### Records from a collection
'''
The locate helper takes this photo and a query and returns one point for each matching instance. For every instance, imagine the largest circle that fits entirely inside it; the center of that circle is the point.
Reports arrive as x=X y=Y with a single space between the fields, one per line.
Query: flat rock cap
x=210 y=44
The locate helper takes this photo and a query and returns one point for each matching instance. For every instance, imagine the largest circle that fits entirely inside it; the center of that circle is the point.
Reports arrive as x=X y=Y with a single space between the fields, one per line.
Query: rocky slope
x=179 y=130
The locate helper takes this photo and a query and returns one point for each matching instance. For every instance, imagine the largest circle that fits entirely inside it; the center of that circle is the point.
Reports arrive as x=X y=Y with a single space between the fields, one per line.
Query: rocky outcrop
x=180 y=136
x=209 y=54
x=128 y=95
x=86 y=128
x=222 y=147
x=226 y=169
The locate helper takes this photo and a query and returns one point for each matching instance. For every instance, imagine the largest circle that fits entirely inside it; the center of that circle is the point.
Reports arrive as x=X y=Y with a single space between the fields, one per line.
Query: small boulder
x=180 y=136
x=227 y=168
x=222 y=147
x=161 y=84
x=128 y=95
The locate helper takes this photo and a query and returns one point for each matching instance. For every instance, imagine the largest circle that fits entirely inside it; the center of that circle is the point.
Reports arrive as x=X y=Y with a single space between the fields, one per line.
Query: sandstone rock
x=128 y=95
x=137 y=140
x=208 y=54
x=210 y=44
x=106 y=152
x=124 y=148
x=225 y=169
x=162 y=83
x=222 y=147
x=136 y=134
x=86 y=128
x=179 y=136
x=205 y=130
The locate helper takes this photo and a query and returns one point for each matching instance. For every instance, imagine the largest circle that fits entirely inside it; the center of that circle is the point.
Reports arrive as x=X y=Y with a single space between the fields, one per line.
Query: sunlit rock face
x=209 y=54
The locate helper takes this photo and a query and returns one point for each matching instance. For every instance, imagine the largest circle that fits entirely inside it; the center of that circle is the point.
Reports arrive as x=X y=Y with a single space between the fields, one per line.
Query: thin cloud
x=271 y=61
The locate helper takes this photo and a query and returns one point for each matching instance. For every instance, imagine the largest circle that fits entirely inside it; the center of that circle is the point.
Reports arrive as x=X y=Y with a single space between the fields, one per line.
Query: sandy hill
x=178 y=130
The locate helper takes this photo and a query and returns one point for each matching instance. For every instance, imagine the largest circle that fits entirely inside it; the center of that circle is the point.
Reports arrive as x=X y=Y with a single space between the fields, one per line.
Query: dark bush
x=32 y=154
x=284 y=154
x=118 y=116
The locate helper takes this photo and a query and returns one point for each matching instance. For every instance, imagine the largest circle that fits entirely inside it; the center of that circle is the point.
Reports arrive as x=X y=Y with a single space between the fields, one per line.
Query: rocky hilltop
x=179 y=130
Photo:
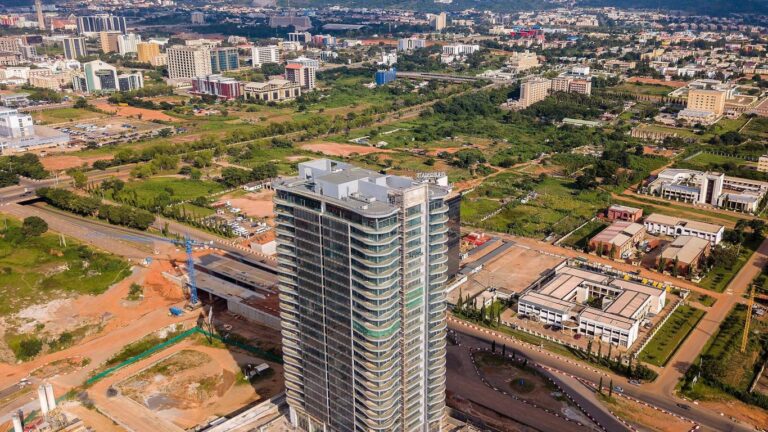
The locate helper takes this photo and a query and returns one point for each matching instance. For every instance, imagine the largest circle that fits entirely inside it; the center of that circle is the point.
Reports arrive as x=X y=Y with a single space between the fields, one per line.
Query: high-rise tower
x=362 y=259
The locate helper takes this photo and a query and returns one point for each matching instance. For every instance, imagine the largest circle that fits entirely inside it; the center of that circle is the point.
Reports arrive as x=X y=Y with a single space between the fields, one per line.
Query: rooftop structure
x=716 y=189
x=563 y=297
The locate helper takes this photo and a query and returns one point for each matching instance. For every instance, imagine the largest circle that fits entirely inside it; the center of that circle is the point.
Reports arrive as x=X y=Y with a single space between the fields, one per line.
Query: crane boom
x=188 y=243
x=748 y=320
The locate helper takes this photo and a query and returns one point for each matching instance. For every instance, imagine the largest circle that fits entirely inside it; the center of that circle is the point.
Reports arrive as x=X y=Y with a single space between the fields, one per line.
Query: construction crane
x=748 y=320
x=187 y=243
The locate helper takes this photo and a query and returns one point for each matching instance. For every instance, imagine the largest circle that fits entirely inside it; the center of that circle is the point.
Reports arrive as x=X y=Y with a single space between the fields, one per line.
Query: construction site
x=185 y=339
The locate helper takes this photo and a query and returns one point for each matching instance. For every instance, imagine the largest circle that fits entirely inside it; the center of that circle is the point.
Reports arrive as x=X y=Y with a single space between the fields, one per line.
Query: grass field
x=62 y=115
x=38 y=269
x=719 y=277
x=704 y=160
x=557 y=209
x=580 y=238
x=178 y=189
x=643 y=89
x=671 y=335
x=723 y=348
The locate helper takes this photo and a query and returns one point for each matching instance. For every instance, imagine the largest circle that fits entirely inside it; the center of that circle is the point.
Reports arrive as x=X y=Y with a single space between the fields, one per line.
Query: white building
x=410 y=44
x=709 y=188
x=265 y=54
x=17 y=132
x=673 y=226
x=561 y=298
x=126 y=43
x=188 y=61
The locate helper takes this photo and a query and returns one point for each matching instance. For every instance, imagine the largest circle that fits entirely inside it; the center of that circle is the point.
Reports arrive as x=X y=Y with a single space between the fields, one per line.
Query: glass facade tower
x=363 y=265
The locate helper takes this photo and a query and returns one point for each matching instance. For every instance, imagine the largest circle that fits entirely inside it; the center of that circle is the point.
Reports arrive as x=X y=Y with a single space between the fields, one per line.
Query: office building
x=108 y=41
x=10 y=44
x=762 y=163
x=707 y=100
x=301 y=75
x=216 y=85
x=560 y=299
x=459 y=49
x=97 y=76
x=385 y=76
x=265 y=54
x=522 y=61
x=440 y=21
x=224 y=59
x=410 y=44
x=147 y=51
x=188 y=62
x=128 y=43
x=18 y=132
x=362 y=273
x=130 y=81
x=40 y=16
x=659 y=224
x=300 y=37
x=197 y=18
x=618 y=240
x=708 y=188
x=533 y=90
x=101 y=23
x=274 y=90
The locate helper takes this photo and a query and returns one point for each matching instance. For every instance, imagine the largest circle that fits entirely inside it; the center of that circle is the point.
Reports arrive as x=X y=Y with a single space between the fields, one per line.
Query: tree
x=80 y=179
x=34 y=226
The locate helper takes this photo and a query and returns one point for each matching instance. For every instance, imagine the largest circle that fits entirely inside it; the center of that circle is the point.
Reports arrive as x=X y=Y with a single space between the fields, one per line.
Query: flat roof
x=627 y=303
x=547 y=302
x=610 y=319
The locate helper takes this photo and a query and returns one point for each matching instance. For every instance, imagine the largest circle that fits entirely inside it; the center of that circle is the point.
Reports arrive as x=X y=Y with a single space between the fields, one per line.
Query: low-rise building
x=275 y=90
x=563 y=298
x=624 y=213
x=674 y=226
x=684 y=255
x=618 y=239
x=216 y=85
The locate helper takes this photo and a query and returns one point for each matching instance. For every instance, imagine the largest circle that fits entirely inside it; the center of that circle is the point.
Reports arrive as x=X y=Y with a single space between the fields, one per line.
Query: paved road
x=689 y=350
x=710 y=421
x=583 y=396
x=463 y=381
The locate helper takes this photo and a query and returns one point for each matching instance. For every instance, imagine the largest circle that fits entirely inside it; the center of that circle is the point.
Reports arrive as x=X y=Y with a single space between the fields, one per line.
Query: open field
x=718 y=278
x=643 y=89
x=139 y=113
x=196 y=382
x=63 y=115
x=344 y=150
x=39 y=269
x=178 y=189
x=671 y=335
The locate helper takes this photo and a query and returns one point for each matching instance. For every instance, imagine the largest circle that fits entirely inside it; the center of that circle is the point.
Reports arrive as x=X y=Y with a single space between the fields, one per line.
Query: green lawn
x=643 y=89
x=724 y=349
x=719 y=277
x=580 y=238
x=556 y=209
x=38 y=269
x=177 y=188
x=671 y=335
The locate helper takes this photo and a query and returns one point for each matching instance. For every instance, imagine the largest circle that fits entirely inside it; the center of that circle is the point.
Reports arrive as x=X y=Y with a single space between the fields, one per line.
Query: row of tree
x=92 y=206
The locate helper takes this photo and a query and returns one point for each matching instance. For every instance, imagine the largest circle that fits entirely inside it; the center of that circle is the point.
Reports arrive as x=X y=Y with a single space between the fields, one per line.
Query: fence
x=179 y=337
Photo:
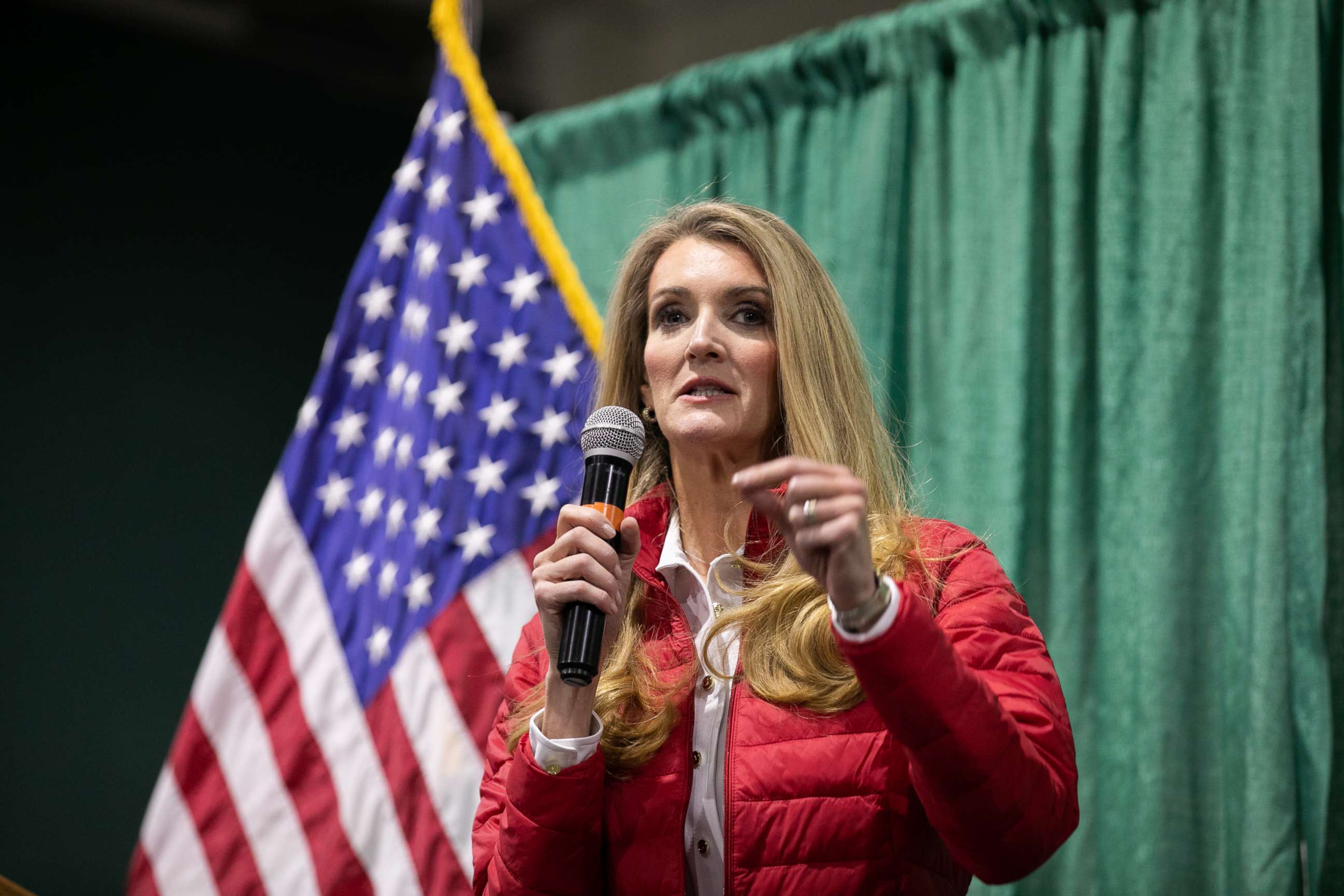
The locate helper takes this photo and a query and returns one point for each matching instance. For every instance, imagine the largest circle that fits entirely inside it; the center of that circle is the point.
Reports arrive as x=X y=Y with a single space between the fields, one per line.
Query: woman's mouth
x=705 y=394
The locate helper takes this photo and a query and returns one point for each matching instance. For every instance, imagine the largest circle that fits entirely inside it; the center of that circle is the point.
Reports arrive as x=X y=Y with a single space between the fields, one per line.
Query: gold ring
x=809 y=512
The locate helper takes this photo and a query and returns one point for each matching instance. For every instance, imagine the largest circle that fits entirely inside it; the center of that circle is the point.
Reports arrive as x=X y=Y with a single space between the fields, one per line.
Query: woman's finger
x=830 y=534
x=554 y=595
x=577 y=540
x=825 y=510
x=578 y=516
x=812 y=485
x=578 y=566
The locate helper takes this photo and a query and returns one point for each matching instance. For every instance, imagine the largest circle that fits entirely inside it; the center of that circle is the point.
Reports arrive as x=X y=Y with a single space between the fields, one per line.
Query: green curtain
x=1092 y=249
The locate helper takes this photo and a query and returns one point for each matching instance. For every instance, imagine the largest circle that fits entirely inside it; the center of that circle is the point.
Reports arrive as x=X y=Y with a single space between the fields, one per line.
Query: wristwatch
x=861 y=617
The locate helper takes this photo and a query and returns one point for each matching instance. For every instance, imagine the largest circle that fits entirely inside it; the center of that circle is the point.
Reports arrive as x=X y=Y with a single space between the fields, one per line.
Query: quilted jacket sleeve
x=535 y=832
x=973 y=696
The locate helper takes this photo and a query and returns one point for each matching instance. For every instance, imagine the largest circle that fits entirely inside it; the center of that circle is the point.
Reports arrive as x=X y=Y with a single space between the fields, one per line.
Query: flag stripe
x=171 y=843
x=287 y=577
x=435 y=860
x=443 y=743
x=203 y=789
x=261 y=653
x=502 y=602
x=468 y=667
x=140 y=879
x=230 y=718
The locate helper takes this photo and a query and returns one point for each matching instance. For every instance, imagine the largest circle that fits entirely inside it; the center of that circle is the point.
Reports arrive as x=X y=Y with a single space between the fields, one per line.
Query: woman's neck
x=707 y=503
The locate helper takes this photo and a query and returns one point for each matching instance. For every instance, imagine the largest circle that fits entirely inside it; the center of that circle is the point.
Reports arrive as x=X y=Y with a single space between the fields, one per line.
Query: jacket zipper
x=690 y=729
x=727 y=777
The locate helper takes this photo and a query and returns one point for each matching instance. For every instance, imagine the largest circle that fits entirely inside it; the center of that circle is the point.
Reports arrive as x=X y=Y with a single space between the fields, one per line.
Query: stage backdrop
x=1092 y=251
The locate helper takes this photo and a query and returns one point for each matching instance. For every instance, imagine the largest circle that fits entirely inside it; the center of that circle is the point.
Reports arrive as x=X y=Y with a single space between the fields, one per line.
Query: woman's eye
x=752 y=315
x=670 y=316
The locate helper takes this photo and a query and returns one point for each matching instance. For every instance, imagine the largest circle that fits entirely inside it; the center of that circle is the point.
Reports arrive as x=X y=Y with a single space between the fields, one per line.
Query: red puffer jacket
x=959 y=762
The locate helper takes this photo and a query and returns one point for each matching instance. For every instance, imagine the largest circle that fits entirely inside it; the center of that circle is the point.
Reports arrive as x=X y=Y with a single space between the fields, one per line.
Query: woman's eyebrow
x=732 y=292
x=749 y=288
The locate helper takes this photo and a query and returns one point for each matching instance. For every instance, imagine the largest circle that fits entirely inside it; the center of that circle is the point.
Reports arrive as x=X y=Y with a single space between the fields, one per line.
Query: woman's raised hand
x=834 y=547
x=581 y=566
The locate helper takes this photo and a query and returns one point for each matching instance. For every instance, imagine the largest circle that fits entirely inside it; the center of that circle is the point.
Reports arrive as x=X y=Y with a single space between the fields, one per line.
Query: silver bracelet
x=862 y=617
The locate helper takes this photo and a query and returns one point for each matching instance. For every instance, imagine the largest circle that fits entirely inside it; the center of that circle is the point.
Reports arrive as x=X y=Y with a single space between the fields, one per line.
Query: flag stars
x=488 y=476
x=397 y=379
x=380 y=644
x=436 y=464
x=357 y=570
x=450 y=128
x=426 y=116
x=448 y=398
x=391 y=241
x=457 y=336
x=542 y=494
x=426 y=524
x=522 y=289
x=499 y=414
x=426 y=256
x=363 y=367
x=412 y=394
x=564 y=367
x=414 y=319
x=335 y=495
x=469 y=271
x=350 y=429
x=384 y=445
x=483 y=207
x=307 y=414
x=437 y=192
x=510 y=349
x=403 y=451
x=553 y=428
x=370 y=506
x=378 y=301
x=387 y=579
x=408 y=176
x=417 y=593
x=476 y=542
x=396 y=517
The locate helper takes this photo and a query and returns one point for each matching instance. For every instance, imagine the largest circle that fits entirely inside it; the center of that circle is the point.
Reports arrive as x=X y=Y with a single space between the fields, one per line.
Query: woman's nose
x=705 y=339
'''
Please pick out and copy every line in the listing above that contains the word "construction".

Query: construction crane
Query: construction site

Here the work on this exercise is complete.